= SET PROBLEM =
Return each of the items below unchanged, copying every line word for word.

— START RECORD LIST —

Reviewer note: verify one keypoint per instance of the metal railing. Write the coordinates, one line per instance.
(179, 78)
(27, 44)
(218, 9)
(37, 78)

— END RECORD LIST —

= FINAL RESULT =
Reviewer note: verify one keypoint per instance of the metal railing. Write the coordinates, one line per instance.
(179, 78)
(27, 44)
(218, 9)
(37, 78)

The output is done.